» **Problem set**:
1. List every percentage figure given in the text on Canadian dairy imports below.
2. Copy the passage of the text on Canadian dairy imports that opens with the words containing "In recent weeks, frustrated" and closes with "Canadian milk consumption.".

» **Document segment**:
■ ■ ■ ■

In recent weeks, frustrated Quebec and Ontario farmers have blockaded dairy processing plants and staged a handful of protests near Canada-U.S. border crossings. Farmers are angry about a spike in U.S. imports of both liquid milk and concentrated milk protein. They blame these imports for causing a growing skim milk surplus and a sharp drop in farm-gate prices this year.

Ottawa's recent announcement of a $4.3-billion compensation package for dairy, chicken and egg farmers will mitigate some of the damage from pending trade agreements. But it won't stem the import tide.

Imports of milk protein, mainly used to make cheese and yogurt, are up about 60 per cent in volume terms through June of this year. Imports of these highly concentrated ingredients are now on a pace to reach nearly $200-million this year, displacing at least 10 per cent of Canadian milk consumption.

The fight is pitting dairy farmers against their own. Among the plants targeted by recent protests are ones owned by Quebec-based Agropur, a co-operative controlled by the province's dairy farmers.

Dairies use imported protein concentrates because they're significantly cheaper than Canadian milk. Low-cost concentrates now enter Canada duty free from the United States, skirting prohibitive tariffs of up to 270 per cent applied to other countries.

■ ■ ■ ■

Stored data:
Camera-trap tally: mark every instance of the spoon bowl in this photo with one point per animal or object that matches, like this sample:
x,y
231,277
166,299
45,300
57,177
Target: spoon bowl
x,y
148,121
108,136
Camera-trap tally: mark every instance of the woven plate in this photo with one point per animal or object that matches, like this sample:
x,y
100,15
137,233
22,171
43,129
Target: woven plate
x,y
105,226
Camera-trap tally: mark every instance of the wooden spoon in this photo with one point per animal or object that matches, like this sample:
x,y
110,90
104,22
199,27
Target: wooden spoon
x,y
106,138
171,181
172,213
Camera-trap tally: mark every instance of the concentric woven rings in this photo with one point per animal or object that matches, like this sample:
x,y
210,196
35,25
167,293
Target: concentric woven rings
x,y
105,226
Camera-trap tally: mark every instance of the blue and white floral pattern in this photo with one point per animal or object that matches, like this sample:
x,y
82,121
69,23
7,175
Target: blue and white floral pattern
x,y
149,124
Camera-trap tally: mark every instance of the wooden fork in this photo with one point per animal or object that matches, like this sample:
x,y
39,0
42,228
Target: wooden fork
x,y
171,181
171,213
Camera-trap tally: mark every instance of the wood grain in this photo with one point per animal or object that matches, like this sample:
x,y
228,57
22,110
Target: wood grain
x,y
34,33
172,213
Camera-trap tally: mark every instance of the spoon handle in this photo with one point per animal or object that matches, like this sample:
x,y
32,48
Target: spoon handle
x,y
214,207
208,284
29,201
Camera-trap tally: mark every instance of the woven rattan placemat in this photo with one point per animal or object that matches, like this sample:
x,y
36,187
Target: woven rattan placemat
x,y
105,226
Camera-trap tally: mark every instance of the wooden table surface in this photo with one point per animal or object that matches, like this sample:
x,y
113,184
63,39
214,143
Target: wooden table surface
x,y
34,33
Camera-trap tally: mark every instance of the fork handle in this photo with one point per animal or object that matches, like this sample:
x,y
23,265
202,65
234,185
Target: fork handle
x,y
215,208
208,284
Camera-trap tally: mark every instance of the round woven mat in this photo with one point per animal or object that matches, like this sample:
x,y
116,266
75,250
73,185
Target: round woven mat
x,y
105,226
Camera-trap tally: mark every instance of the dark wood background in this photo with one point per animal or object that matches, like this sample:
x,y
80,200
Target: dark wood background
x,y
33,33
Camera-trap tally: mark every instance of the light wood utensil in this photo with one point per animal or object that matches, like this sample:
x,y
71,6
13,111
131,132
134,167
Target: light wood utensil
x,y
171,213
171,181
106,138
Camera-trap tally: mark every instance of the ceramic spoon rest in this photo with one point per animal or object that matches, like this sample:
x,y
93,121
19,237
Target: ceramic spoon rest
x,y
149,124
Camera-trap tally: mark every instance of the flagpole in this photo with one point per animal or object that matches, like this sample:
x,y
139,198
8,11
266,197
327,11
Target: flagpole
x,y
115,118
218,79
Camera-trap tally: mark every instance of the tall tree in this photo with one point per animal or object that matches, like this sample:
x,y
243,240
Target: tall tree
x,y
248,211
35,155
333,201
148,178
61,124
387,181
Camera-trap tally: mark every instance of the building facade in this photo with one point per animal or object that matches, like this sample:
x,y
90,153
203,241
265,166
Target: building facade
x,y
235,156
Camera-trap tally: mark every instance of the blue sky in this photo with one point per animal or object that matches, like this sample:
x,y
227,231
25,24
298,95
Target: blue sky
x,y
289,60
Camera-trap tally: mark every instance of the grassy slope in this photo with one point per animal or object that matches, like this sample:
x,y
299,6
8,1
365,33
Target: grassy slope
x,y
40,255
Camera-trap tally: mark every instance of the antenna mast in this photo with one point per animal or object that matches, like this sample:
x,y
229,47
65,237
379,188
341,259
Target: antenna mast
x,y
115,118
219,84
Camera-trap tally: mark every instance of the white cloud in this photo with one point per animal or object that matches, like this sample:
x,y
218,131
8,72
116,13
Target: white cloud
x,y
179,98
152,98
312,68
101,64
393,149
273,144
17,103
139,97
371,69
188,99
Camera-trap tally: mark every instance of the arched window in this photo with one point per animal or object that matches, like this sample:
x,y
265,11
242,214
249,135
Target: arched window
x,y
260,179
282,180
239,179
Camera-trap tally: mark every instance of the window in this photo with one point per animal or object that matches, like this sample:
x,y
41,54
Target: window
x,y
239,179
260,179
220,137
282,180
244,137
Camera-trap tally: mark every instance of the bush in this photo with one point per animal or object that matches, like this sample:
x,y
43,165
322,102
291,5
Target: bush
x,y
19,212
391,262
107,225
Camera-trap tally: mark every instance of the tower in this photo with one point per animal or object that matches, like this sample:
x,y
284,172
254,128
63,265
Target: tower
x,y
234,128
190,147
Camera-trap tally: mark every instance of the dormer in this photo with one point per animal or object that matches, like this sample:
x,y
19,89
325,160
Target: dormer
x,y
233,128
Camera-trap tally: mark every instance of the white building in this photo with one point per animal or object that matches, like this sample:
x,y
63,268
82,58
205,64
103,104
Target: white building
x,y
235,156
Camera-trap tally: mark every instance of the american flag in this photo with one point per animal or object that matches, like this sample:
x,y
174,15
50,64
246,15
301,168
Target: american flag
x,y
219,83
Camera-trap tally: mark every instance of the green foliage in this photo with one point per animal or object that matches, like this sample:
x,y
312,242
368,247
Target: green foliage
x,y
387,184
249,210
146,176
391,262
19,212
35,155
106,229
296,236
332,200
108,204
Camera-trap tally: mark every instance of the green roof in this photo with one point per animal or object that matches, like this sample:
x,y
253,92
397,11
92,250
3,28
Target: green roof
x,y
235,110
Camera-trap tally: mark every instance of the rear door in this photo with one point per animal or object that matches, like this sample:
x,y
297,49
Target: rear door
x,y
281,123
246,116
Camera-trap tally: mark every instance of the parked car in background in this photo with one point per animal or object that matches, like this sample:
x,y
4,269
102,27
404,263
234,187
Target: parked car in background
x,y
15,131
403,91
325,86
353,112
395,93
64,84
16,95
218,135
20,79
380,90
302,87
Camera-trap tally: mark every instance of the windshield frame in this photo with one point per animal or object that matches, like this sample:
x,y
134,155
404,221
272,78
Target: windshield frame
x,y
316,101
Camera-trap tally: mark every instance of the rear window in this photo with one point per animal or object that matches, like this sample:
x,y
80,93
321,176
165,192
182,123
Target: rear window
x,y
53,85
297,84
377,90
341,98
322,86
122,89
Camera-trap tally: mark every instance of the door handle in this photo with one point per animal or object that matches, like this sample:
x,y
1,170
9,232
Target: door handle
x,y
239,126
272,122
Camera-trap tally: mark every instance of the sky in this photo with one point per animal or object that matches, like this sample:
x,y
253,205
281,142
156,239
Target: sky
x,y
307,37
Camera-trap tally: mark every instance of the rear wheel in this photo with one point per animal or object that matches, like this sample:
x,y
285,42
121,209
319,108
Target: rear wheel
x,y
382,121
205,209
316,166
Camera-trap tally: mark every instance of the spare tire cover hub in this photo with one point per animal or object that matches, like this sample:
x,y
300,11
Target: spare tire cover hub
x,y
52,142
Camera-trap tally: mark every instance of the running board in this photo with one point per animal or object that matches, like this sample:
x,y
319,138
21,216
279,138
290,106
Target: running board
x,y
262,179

■ ■ ■ ■

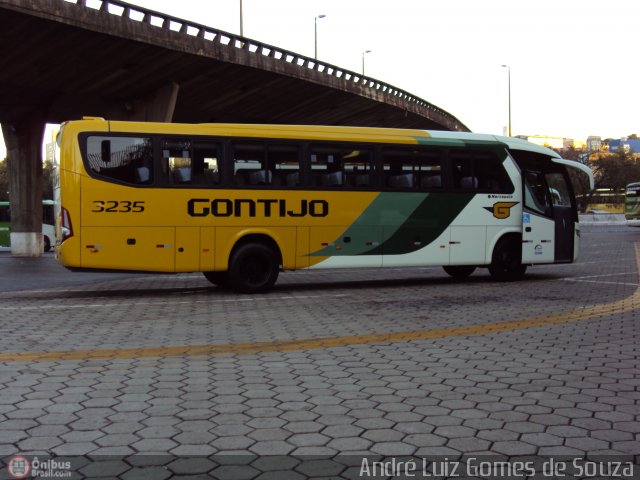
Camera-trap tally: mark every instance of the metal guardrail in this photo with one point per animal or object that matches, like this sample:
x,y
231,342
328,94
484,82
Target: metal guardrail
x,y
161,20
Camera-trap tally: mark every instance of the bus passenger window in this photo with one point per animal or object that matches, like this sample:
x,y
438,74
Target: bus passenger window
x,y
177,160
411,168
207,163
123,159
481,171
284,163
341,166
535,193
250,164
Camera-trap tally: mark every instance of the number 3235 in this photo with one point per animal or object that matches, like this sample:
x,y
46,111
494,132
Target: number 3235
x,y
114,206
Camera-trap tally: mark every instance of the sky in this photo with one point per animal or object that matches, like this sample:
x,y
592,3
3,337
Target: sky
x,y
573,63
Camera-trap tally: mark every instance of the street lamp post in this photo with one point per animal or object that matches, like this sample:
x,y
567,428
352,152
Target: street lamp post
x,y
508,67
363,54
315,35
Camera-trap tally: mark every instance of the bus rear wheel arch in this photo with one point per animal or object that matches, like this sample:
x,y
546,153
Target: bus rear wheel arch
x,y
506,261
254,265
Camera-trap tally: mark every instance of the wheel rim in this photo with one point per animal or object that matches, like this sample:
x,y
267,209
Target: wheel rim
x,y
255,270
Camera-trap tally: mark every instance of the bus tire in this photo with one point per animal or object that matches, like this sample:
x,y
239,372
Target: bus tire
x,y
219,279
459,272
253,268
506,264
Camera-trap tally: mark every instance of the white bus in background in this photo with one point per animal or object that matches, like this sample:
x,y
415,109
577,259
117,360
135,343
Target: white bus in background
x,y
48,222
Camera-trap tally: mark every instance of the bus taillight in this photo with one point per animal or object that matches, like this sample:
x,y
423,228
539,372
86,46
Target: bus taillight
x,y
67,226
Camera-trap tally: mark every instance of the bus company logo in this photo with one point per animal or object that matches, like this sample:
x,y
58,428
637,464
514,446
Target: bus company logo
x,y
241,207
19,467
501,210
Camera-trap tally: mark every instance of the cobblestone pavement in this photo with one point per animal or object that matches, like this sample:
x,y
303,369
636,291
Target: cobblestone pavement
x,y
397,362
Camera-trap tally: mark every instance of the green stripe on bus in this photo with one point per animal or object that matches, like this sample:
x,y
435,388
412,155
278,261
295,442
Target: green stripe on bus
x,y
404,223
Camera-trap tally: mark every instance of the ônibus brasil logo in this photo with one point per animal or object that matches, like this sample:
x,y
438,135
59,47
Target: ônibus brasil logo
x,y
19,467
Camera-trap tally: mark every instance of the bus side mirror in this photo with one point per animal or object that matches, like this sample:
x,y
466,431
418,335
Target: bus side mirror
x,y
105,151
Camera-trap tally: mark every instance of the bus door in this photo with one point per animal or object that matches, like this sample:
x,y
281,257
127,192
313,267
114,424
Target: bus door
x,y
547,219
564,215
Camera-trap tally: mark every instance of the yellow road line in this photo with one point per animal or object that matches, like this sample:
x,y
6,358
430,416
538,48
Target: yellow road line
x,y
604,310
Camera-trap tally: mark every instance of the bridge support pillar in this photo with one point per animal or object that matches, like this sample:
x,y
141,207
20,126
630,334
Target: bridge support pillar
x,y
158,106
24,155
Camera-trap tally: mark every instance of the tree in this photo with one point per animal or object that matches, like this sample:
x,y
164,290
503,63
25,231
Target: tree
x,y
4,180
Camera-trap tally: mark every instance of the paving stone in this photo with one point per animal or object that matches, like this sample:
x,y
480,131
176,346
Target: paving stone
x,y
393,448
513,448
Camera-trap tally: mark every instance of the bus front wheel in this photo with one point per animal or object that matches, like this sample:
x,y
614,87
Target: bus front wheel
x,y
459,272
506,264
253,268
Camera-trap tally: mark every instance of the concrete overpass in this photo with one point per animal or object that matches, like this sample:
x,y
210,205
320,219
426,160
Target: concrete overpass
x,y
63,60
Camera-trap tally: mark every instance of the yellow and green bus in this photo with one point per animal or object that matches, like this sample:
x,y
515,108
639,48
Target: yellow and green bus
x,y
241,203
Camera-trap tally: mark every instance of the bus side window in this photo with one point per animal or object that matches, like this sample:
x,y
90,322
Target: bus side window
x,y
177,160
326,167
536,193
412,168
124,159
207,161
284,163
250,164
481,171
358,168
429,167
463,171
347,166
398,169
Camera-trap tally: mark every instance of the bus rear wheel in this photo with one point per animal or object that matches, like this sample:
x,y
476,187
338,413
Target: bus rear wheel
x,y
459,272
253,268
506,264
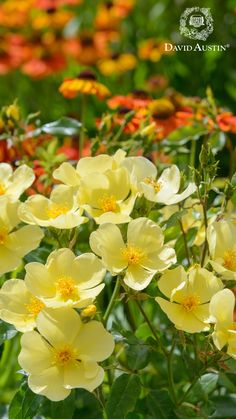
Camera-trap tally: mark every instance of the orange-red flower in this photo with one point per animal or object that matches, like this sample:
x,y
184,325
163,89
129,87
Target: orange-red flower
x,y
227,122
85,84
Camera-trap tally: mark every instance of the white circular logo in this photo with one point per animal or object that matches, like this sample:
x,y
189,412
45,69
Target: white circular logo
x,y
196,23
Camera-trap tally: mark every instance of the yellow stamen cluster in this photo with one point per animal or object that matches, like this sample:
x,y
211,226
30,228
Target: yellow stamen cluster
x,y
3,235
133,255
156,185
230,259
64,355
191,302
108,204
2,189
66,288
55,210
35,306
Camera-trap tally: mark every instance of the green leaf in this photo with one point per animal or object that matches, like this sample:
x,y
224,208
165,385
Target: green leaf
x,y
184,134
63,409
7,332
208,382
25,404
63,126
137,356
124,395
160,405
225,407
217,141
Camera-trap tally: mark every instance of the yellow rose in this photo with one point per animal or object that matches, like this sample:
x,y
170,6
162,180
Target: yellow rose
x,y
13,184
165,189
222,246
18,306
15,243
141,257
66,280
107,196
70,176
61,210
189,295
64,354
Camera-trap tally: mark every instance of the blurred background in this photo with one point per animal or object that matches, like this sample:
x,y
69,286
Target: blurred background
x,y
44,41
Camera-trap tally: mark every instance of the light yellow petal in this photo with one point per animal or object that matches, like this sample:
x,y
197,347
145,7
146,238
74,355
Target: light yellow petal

■ ■ ■ ■

» **Answer set**:
1.
- about 60 per cent
- at least 10 per cent
- up to 270 per cent

2.
In recent weeks, frustrated Quebec and Ontario farmers have blockaded dairy processing plants and staged a handful of protests near Canada-U.S. border crossings. Farmers are angry about a spike in U.S. imports of both liquid milk and concentrated milk protein. They blame these imports for causing a growing skim milk surplus and a sharp drop in farm-gate prices this year.

Ottawa's recent announcement of a $4.3-billion compensation package for dairy, chicken and egg farmers will mitigate some of the damage from pending trade agreements. But it won't stem the import tide.

Imports of milk protein, mainly used to make cheese and yogurt, are up about 60 per cent in volume terms through June of this year. Imports of these highly concentrated ingredients are now on a pace to reach nearly $200-million this year, displacing at least 10 per cent of Canadian milk consumption.